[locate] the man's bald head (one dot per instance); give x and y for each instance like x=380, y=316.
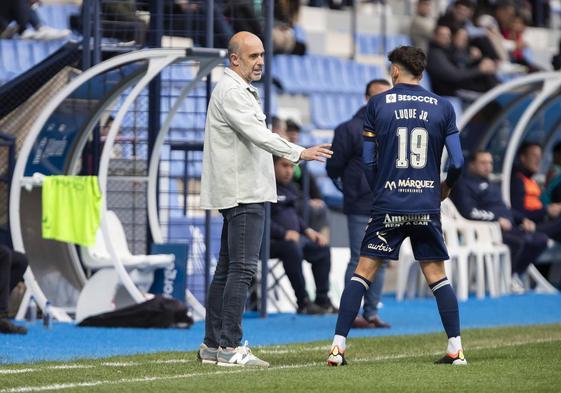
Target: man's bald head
x=238, y=39
x=246, y=54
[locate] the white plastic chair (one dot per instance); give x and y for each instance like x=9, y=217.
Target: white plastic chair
x=459, y=253
x=490, y=256
x=102, y=293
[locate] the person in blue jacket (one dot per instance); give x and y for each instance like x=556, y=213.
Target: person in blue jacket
x=346, y=170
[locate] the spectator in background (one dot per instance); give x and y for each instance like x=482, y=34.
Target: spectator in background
x=525, y=194
x=12, y=267
x=422, y=25
x=184, y=18
x=317, y=209
x=552, y=192
x=477, y=198
x=494, y=35
x=556, y=60
x=460, y=16
x=29, y=25
x=119, y=20
x=292, y=241
x=447, y=78
x=239, y=188
x=346, y=171
x=461, y=53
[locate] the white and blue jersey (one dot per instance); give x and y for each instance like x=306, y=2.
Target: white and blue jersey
x=405, y=131
x=408, y=126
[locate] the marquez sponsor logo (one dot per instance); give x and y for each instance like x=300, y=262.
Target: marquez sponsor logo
x=380, y=247
x=391, y=98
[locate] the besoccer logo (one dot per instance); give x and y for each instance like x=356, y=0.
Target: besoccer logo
x=391, y=98
x=390, y=185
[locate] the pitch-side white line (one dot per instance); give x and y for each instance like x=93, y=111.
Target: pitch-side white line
x=86, y=366
x=26, y=389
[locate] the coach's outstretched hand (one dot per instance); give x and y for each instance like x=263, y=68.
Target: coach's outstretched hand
x=444, y=191
x=318, y=153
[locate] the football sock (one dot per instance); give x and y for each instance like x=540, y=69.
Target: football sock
x=339, y=341
x=350, y=304
x=454, y=345
x=447, y=306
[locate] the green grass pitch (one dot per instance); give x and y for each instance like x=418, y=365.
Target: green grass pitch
x=515, y=359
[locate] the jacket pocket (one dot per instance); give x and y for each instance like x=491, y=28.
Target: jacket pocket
x=261, y=117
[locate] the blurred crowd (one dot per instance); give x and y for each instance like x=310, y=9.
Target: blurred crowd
x=473, y=46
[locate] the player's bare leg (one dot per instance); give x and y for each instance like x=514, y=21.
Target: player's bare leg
x=448, y=308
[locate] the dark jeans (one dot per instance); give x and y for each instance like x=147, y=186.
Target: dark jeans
x=551, y=228
x=240, y=243
x=292, y=255
x=524, y=247
x=12, y=267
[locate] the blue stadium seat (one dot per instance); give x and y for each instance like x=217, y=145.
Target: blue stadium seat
x=393, y=41
x=57, y=15
x=458, y=107
x=9, y=56
x=369, y=44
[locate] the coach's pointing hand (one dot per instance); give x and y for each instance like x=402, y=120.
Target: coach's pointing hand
x=318, y=153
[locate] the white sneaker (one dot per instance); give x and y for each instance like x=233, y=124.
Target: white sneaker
x=239, y=357
x=50, y=33
x=516, y=285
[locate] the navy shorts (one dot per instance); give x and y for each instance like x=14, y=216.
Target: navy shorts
x=386, y=231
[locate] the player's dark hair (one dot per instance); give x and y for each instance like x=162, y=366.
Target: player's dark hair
x=525, y=146
x=376, y=82
x=411, y=58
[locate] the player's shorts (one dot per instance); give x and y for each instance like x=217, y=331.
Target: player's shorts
x=385, y=233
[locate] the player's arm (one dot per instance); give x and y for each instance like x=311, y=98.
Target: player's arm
x=370, y=157
x=455, y=164
x=370, y=144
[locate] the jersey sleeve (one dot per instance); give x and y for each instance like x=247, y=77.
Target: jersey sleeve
x=451, y=127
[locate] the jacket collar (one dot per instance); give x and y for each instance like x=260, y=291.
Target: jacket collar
x=239, y=80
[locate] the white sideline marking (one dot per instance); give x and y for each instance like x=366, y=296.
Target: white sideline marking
x=26, y=389
x=86, y=366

**THE PROBLEM**
Rewrite all the rows above, replacing "spectator" with "onlooker" wherever it appears and keeping everything else the same. Leave the pictures out.

**EXPECTED ANSWER**
[locate] the man's bald head (one dot per instance); give x and y for each instance like x=380, y=316.
Target: man's bald head
x=238, y=39
x=246, y=54
[locate] the white plastic chair (one dot per instance); give x and y for each instance like x=9, y=217.
Target: white plastic chair
x=459, y=253
x=490, y=256
x=102, y=293
[locate] the person in blue jacket (one dot per instance); give x and y for each instance like x=556, y=213.
Target: person in blue jacket
x=346, y=170
[locate] the onlooker in background (one dot per instance); give x and y for each instance like x=482, y=34.
Target: onlooker in background
x=525, y=194
x=12, y=267
x=422, y=25
x=184, y=18
x=317, y=209
x=552, y=192
x=477, y=198
x=494, y=35
x=556, y=60
x=460, y=16
x=29, y=25
x=119, y=20
x=292, y=241
x=447, y=78
x=239, y=188
x=346, y=171
x=461, y=53
[locate] the white and blue jersey (one dot per instance); give x and y for each instance like x=306, y=2.
Target: white and blue jersey
x=405, y=131
x=408, y=126
[locate] the marquez sponsor logo (one dot per instance); give x and y for each instance like x=300, y=262.
Target: marquez sponsor logo
x=380, y=247
x=391, y=98
[locate] the besoccer logo (one dot per instance); give x and y for each instance like x=356, y=0.
Target: besoccer logo
x=391, y=98
x=390, y=185
[locate] the pitch-side white line (one dot per instance); give x and y for each instance like x=93, y=111.
Target: pitch-side white line
x=86, y=366
x=26, y=389
[locate] the coach's outstretched hand (one dot per instance); give x and y for each instance like x=263, y=68.
Target: coach's outstretched hand
x=444, y=191
x=318, y=153
[locate] the football sock (one dot per instance); give x and y for each instance like x=540, y=69.
Target: football sock
x=339, y=341
x=350, y=304
x=454, y=345
x=447, y=306
[locate] the green grass pitch (one dot per instance); give x and y for each instance like x=418, y=365.
Target: green grass pitch
x=515, y=359
[locate] the jacket pocket (one dot per instance); give x and y for each instance like x=491, y=28.
Target: jacket pocket
x=261, y=117
[locate] the blurred crowd (one dot per instance); give x and y for each instance like x=310, y=9.
Target: blurred crowd
x=473, y=46
[locate] the player's bare leg (one dot per instance); give x and y for each instance like x=514, y=21.
Target: player's bare leg
x=448, y=308
[locate] the dark jeans (one dot per instance); give x and y for each instance like x=147, y=186.
Target: dark jeans
x=551, y=228
x=240, y=243
x=292, y=255
x=524, y=247
x=12, y=267
[locate] the blue stadium seat (one dot per instance); give x and y for each instance like x=217, y=145.
Target: blue stadium seat
x=393, y=41
x=57, y=15
x=458, y=107
x=9, y=56
x=369, y=44
[locate] the coach's pointing hand (one dot per instance); give x and y for each instance like x=402, y=120.
Target: coach's pointing hand
x=318, y=153
[locate] the white sneaker (one dot per instance); give x and y for each instance like x=233, y=124.
Target: white sneaker
x=239, y=357
x=50, y=33
x=516, y=285
[locate] the navy shorts (one dot per instance); give x and y for each instance like x=14, y=216.
Target: navy shorts
x=386, y=231
[locate] the player's dark hair (one dot per instance); give x and y for each instance like x=162, y=366.
Target: player's dark hair
x=525, y=146
x=376, y=82
x=411, y=58
[locate] the player's shorts (one dot per instance); give x and y for each instance like x=217, y=331.
Target: player's shorts
x=385, y=233
[locate] the player's arm (one dot per instance); give x and y for each instance like x=311, y=98.
Target: player's arm
x=370, y=157
x=455, y=164
x=370, y=144
[locate] the jersey sleeve (one dot per instance); give x and y for each instance like x=247, y=77.
Target: jersey sleeve
x=451, y=127
[locate] the jacket collar (one dot per instance); give x and y for each instance like x=260, y=291.
Target: jacket collar
x=239, y=80
[locate] the white sideline marking (one dot per instance); give x and y for each instance like x=366, y=296.
Target: white sideline marking
x=26, y=389
x=86, y=366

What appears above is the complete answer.